#### [Supplied material]
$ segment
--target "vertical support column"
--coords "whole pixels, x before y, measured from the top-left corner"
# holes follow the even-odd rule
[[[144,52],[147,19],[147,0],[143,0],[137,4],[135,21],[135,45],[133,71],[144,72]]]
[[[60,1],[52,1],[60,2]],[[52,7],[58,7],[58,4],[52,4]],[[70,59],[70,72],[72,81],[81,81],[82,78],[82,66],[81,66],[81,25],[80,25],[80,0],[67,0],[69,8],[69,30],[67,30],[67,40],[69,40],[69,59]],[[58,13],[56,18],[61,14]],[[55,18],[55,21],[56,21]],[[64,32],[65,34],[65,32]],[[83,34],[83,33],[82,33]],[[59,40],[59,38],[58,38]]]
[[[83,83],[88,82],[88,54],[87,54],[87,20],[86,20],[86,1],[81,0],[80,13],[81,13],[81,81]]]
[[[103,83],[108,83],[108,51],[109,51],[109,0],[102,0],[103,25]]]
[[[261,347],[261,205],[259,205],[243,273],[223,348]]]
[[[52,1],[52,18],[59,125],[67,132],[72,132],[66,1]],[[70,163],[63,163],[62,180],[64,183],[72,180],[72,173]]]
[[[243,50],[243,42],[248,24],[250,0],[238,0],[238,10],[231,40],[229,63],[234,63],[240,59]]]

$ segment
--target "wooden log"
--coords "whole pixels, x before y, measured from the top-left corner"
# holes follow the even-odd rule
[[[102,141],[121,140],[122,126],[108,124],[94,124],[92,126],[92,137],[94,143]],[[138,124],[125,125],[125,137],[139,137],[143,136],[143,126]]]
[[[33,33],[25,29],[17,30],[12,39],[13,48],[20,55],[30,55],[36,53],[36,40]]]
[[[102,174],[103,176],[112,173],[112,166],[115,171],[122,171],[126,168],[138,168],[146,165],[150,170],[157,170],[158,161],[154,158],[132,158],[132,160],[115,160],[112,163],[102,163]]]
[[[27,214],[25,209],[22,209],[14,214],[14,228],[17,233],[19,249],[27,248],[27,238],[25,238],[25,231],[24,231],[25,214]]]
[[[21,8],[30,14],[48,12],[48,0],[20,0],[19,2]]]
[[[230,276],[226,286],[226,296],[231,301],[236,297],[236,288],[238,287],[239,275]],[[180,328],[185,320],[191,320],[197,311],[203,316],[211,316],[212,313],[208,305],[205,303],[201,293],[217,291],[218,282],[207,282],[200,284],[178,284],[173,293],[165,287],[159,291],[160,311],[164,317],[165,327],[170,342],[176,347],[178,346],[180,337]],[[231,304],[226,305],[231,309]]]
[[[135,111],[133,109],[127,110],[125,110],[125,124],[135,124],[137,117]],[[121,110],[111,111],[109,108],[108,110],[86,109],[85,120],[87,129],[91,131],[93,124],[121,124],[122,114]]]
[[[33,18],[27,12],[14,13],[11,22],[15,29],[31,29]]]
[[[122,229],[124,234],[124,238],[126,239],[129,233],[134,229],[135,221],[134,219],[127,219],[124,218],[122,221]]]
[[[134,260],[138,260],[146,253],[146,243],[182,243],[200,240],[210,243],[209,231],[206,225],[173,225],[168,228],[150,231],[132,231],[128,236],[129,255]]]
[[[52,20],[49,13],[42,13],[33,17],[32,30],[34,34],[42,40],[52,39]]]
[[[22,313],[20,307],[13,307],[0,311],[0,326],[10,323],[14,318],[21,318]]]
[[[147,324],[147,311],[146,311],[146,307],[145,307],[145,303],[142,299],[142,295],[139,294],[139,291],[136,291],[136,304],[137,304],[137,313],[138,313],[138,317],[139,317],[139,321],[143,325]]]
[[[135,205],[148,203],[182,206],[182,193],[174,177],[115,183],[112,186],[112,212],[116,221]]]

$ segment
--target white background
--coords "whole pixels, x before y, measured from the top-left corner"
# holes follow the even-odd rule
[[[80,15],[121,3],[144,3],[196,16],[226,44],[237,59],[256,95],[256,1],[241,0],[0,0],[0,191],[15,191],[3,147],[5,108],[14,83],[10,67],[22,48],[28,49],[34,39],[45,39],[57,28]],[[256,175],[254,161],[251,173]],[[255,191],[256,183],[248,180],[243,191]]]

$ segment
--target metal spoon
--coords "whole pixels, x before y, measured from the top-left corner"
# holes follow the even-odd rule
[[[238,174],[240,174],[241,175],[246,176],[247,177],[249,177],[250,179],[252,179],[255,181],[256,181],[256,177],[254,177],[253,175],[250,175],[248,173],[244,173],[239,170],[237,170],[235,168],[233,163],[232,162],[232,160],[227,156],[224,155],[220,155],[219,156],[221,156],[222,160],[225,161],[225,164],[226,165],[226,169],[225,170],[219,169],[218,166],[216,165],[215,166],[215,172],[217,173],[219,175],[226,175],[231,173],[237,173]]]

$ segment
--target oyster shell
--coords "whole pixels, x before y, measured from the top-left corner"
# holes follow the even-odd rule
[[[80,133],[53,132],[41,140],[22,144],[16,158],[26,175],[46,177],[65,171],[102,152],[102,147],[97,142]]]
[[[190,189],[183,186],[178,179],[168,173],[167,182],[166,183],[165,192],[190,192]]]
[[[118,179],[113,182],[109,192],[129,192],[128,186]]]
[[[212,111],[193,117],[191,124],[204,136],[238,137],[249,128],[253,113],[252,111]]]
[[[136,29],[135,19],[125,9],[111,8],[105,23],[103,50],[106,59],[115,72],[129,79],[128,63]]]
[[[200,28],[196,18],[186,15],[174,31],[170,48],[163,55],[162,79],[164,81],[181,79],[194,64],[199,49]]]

#### [What the exercise asks]
Change every "top-left corner" in the data above to "upper-left corner" and write the data out again with nothing else altered.

#### [Full output]
$ segment
--target "vertical support column"
--coords "whole pixels, x before y, measured from the upper-left corner"
# holes follow the even-odd rule
[[[144,52],[147,19],[147,0],[143,0],[137,4],[135,21],[135,45],[133,71],[144,72]]]
[[[60,1],[52,1],[60,2]],[[52,7],[58,7],[58,4],[52,4]],[[70,59],[70,72],[72,81],[81,81],[82,78],[82,66],[81,66],[81,25],[80,25],[80,0],[67,0],[69,8],[69,30],[67,30],[67,40],[69,40],[69,59]],[[58,13],[56,18],[61,14]],[[55,18],[55,21],[56,21]],[[64,32],[65,34],[65,32]],[[83,34],[83,33],[82,33]],[[59,40],[59,38],[58,38]]]
[[[83,83],[88,82],[88,54],[87,54],[87,20],[86,20],[86,1],[81,0],[80,13],[81,13],[81,81]]]
[[[103,83],[108,83],[108,51],[109,51],[109,0],[102,0],[103,25]]]
[[[261,347],[261,205],[259,205],[243,273],[223,348]]]
[[[52,1],[52,18],[59,125],[67,132],[72,132],[66,1]],[[70,163],[63,163],[62,180],[64,183],[72,180],[72,173]]]
[[[243,50],[243,42],[248,24],[250,0],[238,0],[238,10],[231,40],[229,63],[234,63],[240,59]]]

$ segment
--target "wooden log"
--coords "whole pixels, x before y, measured from the upper-left corner"
# holes follow the even-odd rule
[[[102,141],[121,140],[122,126],[108,124],[94,124],[92,126],[92,137],[94,143]],[[138,124],[125,125],[125,137],[139,137],[143,136],[143,126]]]
[[[33,33],[25,29],[17,30],[12,39],[13,48],[20,55],[30,55],[36,53],[36,40]]]
[[[102,174],[103,176],[112,173],[112,166],[115,171],[122,171],[126,168],[138,168],[146,165],[150,170],[157,170],[158,161],[154,158],[132,158],[132,160],[115,160],[112,163],[102,163]]]
[[[27,214],[25,209],[22,209],[14,214],[14,228],[17,233],[19,249],[27,248],[27,238],[25,238],[25,231],[24,231],[25,214]]]
[[[21,8],[30,14],[48,12],[48,0],[20,0],[19,2]]]
[[[230,276],[226,286],[226,296],[231,301],[236,297],[236,288],[238,287],[239,275]],[[180,328],[185,320],[191,320],[197,311],[203,316],[211,316],[212,313],[208,305],[205,303],[201,293],[217,291],[218,282],[207,282],[200,284],[178,284],[173,293],[165,287],[159,291],[160,311],[164,317],[165,327],[170,342],[176,347],[178,346],[180,337]],[[231,304],[226,305],[231,309]]]
[[[135,111],[133,109],[127,110],[125,110],[125,124],[135,124],[137,117]],[[121,110],[111,111],[109,108],[108,110],[86,109],[85,120],[87,129],[91,131],[93,124],[121,124],[122,114]]]
[[[33,18],[27,12],[14,13],[11,22],[15,29],[31,29]]]
[[[122,229],[124,234],[124,238],[126,239],[129,233],[134,229],[135,221],[134,219],[127,219],[124,218],[122,221]]]
[[[134,260],[138,260],[146,253],[146,243],[182,243],[200,240],[210,243],[209,231],[206,225],[173,225],[168,228],[150,231],[132,231],[128,236],[129,255]]]
[[[52,20],[49,13],[42,13],[33,17],[32,30],[34,34],[42,40],[52,39]]]
[[[22,313],[20,307],[13,307],[0,311],[0,326],[10,323],[14,318],[21,318]]]
[[[147,324],[147,311],[146,311],[146,307],[145,307],[145,303],[142,299],[142,295],[139,294],[139,291],[136,291],[136,304],[137,304],[137,313],[138,313],[138,317],[139,317],[139,321],[143,325]]]
[[[135,205],[148,203],[182,206],[182,193],[174,177],[115,183],[112,186],[112,212],[116,221]]]

$ segment
--target white background
--coords "whole pixels, x before y, measured from the upper-left corner"
# holes follow the even-odd rule
[[[80,15],[121,3],[144,3],[196,16],[226,44],[237,59],[256,95],[256,1],[241,0],[0,0],[0,191],[15,191],[3,147],[5,108],[14,83],[10,67],[22,48],[28,49],[34,39],[45,39],[57,28]],[[256,175],[254,161],[251,173]],[[255,191],[256,183],[248,180],[243,191]]]

$ segment
--target metal spoon
--coords "whole pixels, x before y, measured from the upper-left corner"
# holes follow the even-odd rule
[[[238,174],[240,174],[241,175],[246,176],[247,177],[249,177],[250,179],[252,179],[255,181],[256,181],[256,177],[254,177],[253,175],[250,175],[248,173],[244,173],[239,170],[237,170],[235,168],[233,163],[232,162],[232,160],[227,156],[224,155],[220,155],[219,156],[221,156],[222,160],[225,161],[225,164],[226,165],[226,169],[225,170],[219,169],[218,166],[216,165],[215,166],[215,172],[217,173],[219,175],[226,175],[231,173],[237,173]]]

$ segment
--target oyster shell
--coords "whole pixels, x before y, measured from the upper-left corner"
# holes follow the even-odd rule
[[[80,133],[53,132],[41,140],[22,144],[16,158],[26,175],[46,177],[65,171],[102,152],[102,147],[97,142]]]
[[[190,189],[183,186],[178,179],[168,173],[167,182],[166,183],[165,192],[190,192]]]
[[[118,179],[113,182],[109,192],[129,192],[128,186]]]
[[[212,111],[193,117],[191,124],[204,136],[238,137],[249,128],[253,113],[252,111]]]
[[[136,29],[135,19],[125,9],[111,8],[105,23],[103,50],[106,59],[115,72],[129,79],[128,63]]]
[[[200,28],[196,18],[186,15],[174,31],[170,48],[163,55],[162,79],[164,81],[181,79],[194,64],[199,49]]]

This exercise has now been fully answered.